**Material for the task**
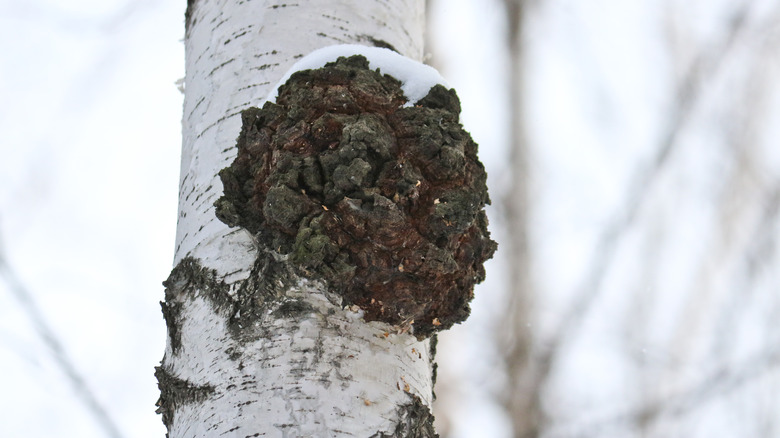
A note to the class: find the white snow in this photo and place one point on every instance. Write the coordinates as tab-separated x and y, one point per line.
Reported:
416	78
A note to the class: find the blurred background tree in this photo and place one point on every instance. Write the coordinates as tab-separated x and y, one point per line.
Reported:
631	151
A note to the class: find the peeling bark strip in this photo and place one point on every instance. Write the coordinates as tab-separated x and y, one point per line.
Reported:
383	201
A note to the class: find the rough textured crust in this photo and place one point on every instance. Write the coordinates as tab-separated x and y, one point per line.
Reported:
385	202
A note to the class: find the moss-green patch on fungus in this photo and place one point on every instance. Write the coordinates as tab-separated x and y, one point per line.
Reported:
383	201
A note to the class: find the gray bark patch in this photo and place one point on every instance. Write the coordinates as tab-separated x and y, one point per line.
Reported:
385	202
188	277
415	421
175	392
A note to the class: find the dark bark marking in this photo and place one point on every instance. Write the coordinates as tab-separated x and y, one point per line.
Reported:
416	421
175	392
385	202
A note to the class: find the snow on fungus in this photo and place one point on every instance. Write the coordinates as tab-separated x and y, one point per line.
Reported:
350	183
416	78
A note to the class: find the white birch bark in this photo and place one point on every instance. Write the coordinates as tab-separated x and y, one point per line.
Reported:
325	372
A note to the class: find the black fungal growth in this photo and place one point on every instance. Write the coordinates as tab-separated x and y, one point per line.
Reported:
384	202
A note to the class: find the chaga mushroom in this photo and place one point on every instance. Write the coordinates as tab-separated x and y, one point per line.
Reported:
383	201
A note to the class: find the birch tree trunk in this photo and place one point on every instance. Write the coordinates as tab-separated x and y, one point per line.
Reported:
255	348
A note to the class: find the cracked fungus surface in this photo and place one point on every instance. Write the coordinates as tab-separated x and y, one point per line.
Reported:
385	202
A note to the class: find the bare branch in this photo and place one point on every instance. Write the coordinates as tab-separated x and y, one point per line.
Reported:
689	94
53	343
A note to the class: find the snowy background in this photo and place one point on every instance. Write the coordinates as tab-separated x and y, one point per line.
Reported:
651	132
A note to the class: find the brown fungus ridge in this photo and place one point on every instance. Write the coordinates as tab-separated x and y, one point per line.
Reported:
383	201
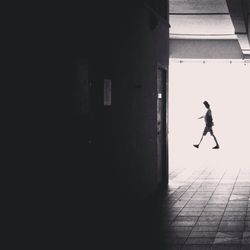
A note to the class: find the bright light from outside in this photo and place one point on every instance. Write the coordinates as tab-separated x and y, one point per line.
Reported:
227	89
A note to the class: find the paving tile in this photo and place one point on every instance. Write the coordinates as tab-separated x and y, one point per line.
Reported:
205	228
196	234
196	247
246	238
199	240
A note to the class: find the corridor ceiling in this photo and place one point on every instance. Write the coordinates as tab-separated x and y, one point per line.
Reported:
209	29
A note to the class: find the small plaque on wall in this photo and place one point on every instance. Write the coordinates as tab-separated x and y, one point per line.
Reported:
107	92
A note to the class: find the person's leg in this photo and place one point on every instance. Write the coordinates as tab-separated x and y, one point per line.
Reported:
197	145
217	144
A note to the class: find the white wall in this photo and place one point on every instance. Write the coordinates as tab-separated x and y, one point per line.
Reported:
227	88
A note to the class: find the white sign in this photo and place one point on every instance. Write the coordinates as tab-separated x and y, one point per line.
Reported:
107	92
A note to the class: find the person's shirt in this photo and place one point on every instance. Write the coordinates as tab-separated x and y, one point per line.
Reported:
209	118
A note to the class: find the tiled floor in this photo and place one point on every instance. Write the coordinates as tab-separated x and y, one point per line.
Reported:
206	208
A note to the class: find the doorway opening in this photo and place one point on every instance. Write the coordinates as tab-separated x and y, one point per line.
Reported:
225	85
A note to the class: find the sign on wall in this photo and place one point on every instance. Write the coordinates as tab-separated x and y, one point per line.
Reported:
107	92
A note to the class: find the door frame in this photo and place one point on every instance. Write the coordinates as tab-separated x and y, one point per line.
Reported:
165	119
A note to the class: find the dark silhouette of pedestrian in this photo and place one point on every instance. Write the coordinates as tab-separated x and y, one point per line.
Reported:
209	124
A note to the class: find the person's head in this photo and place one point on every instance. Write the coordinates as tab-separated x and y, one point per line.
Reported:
206	104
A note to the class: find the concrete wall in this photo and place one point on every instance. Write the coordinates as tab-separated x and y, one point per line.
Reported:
127	129
207	49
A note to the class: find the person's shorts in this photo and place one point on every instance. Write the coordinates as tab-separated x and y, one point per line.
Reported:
208	129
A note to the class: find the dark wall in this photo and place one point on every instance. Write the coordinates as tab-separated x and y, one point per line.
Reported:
94	158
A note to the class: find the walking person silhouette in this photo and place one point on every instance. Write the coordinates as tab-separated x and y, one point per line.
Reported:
209	124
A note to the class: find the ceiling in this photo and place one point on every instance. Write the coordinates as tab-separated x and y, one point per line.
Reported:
223	22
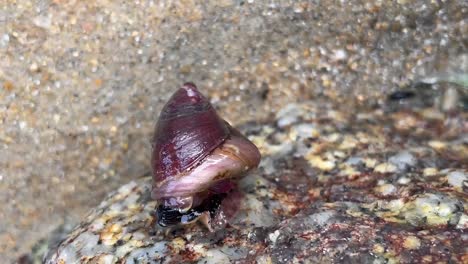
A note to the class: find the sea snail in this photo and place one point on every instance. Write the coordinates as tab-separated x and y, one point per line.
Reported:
196	159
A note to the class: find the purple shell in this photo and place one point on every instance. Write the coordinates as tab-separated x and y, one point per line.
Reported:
187	131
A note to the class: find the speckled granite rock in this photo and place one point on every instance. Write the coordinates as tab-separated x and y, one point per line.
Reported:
373	186
81	82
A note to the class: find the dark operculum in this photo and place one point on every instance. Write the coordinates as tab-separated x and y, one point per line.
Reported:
168	216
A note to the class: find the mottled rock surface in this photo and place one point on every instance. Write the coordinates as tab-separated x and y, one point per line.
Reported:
82	83
331	188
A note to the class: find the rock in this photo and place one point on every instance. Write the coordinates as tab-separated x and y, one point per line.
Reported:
295	209
403	160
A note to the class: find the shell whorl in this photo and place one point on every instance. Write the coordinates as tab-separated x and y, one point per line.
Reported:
187	131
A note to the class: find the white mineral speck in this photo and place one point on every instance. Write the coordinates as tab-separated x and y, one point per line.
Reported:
274	236
403	160
320	219
340	54
4	40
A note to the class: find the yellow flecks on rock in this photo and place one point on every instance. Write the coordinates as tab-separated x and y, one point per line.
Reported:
385	168
430	172
348	143
411	242
332	137
318	162
348	170
178	244
463	222
378	249
427	259
386	189
437	145
111	234
370	163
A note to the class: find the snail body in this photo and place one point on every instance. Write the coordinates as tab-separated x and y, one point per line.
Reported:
196	159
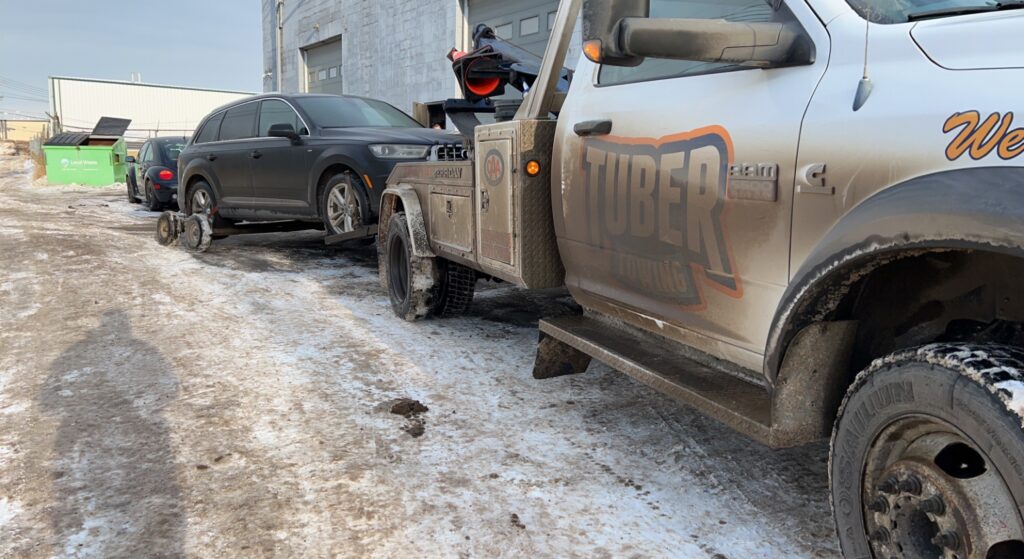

**Required work**
Transcribe the full listing above exactly as it stands, minus the pictures.

**Solution**
A note to the class: find the white snow in this photo and place one point on every instance. Write the coordinates as tab-separated x and y, one point per line.
Reported:
416	78
A note to the class: find the blurred background tree in this photo and place one point on every instance. Write the coordinates as tab-separated x and y, one point per line.
Reported:
631	151
A note to the class: find the peeling bark strip in this photo and place one point on every instance. Write the coordinates as tab-separated x and y, one point per line.
Reported:
383	201
A note to the class: find the rough textured crust in this photo and place one point on every instance. Write the coordinates as tab-separated x and y, one point per line.
Reported:
385	202
A note to the class: find the moss-green patch on fungus in this photo and place one point on every instance. Write the coordinates as tab-separated x and y, one point per line.
Reported:
383	201
A note to the class: find the gray bark patch in this photo and place one point on every instance. Write the coordinates as tab-separated x and y, one point per line.
Reported:
385	202
188	277
415	421
175	392
A note to the class: find the dark bark marking in this photo and place one point on every instance. Write the coordinates as tab-separated x and y, one point per line.
Reported:
416	421
175	392
385	202
A note to the class: find the snow on fungus in this photo and place one point on every instance. Write the coordinates as tab-separated x and y, one point per line.
Reported:
350	183
416	78
A note to the class: find the white birch bark in this photo and place one point on every instance. Write the coordinates as tab-separated x and y, one point per line.
Reported:
325	372
A note to the class: find the black fungal growth in this photo and place one point on every instance. Write the coordinates as tab-separated x and y, one point per line.
Reported:
384	202
A note to the class: find the chaga mushroom in this photo and place one point on every instance. Write the coordinates as tab-separated x and y, one point per line.
Reported:
383	201
A note to the class: find the birch tree trunk in this photo and place one point on every instance. Write the coordinates as tab-separated x and y, one point per line.
Reported:
255	348
A note to the class: find the cracked fungus surface in this photo and place one point on every instance. Write the coordinates as tab-separated x and y, one point per line.
Reported:
385	202
A note to the class: find the bare branch in this photo and place one point on every instance. Write the coordinates as tab-separated x and y, one point per line.
Reported:
689	94
53	343
A note to the class: find the snowy background in this photo and place one point on every instance. Write the coordinates as tab-separated x and y, one point per line.
Reported:
651	132
A note to the class: find the brown fungus ridge in this photo and place one point on every instance. Write the coordinates as tab-separated x and y, one point per line.
Reported:
383	201
A note to the class: find the bright light from outside in this photo and place one point on every instance. Write the coordinates as tab-separated x and y, one point per line.
Reported:
227	89
A note to the class: find the paving tile in this photo and place one point on every instance. Write the coordinates as tab-separated x and y, one point per line.
Reported:
205	228
196	234
196	247
246	238
199	240
A note to the class: find the corridor ceiling in this photo and place one point on every instance. Write the coordinates as tab-separated x and y, one point per line.
Reported:
209	29
A note to the class: find the small plaque on wall in this photo and place one point on every instance. Write the coordinates as tab-separated x and y, one point per line.
Reported:
107	92
A note to the class: find the person's leg in this photo and place one point on every instance. Write the coordinates as tab-separated x and y, one point per line.
Reported:
197	145
217	144
A note to the class: find the white wall in this photo and place one point on every instance. Write the coordinates as tab-separated x and y, one point per line.
Reported:
227	88
A note to the class: find the white sign in this photo and place one point on every instance. Write the coordinates as tab-separated x and y, one point per line.
Reported:
107	92
A note to the class: find the person's shirt in this photo and place one point on every instance. Write the coordinates as tab-separated x and y, one point per line.
Reported:
209	118
A note to the class: find the tiled floor in this photo and place one point on every instance. Write the coordinates as tab-separated x and y, one point per line.
Reported:
206	208
A note to the class: find the doorway opening in this photo and place one point on every instance. Write the coordinates as tab-separated x and y, one point per line.
Reported:
225	85
A note to the class: find the sign on wall in this photo and place one point on every instance. Write the coordinates as tab-separated x and y, one point per line.
Reported:
107	92
A note to the class: find the door frame in this photo and place one point on every instance. Write the coordinates as tab-separated x and y, one point per line.
Reported:
165	119
A note to the class: find the dark silhouette of pedestrian in this photo and place one point on every instance. Write the coordinates as tab-separated x and y, one point per line.
Reported:
209	124
A note to the class: find the person's head in this photo and place one point on every instance. Write the coordinates as tab-separated x and y, one point per line.
Reported:
206	104
A note to the class: find the concrete wall in this photo and place one point on every instance. Write the coordinates as tab-separated x and y, one point per line.
Reported:
127	129
207	49
A note to the class: find the person's shorts in this photo and place one point on every instance. Write the coordinates as tab-separated x and y, one point per line.
Reported:
208	129
A note to the class: find the dark wall in this photo and place one point on every instance. Write the coordinates as tab-separated x and y, one point per line.
Reported:
94	158
A note to the class: find the walking person silhouette in this photo and place one point on every instance. Write the coordinates as tab-separated x and y, one point per line.
Reported:
209	124
A note to the class: find the ceiling in this photo and place one point on every instance. Write the coordinates as tab-separated x and y, one point per line.
Reported:
223	22
A note to the class: find the sea snail in this photo and place one point on every instance. Write the coordinates as tab-separated x and y, one point per line.
Reported:
196	159
A note to the class: find the purple shell in this photo and place one point on every instance. Write the coordinates as tab-separated x and y, one point per line.
Reported:
187	131
A note to the class: find the speckled granite rock in this photo and place one point on every instance. Write the coordinates as tab-separated x and y, one point per line.
Reported:
373	186
81	82
A note to the class: find the dark operculum in this photo and place one point on every instance. Write the coordinates as tab-separated x and y, one point per line.
Reported:
168	216
A note to the class: find the mottled rock surface in this photo and place one point on every instance. Write the coordinates as tab-separated x and y, one point per line.
Reported:
82	83
331	188
A note to the class: find the rock in this photo and place one point on every instance. Write the coordinates as tab-separated x and y, one point per line.
Reported:
295	209
403	160
A note to the class: find the shell whorl in this photo and place one point on every instance. Write the coordinates as tab-separated x and y, one point per line.
Reported:
187	131
A note to the class: find the white mineral speck in this photo and place one point on every instance. Write the coordinates as tab-separated x and y, one point per line.
Reported:
274	236
403	160
320	219
340	54
4	40
A note to the class: find the yellow flecks on rock in this photo and place one point on every instance. Write the coordinates as tab-separated x and y, one point per line.
Reported:
385	168
430	172
348	143
411	242
332	137
318	162
348	170
178	244
463	222
378	249
427	259
386	189
437	145
111	234
370	163
A note to the class: find the snail body in this photo and place one point on every instance. Write the coordinates as tab-separated x and y, one point per line.
Reported:
196	159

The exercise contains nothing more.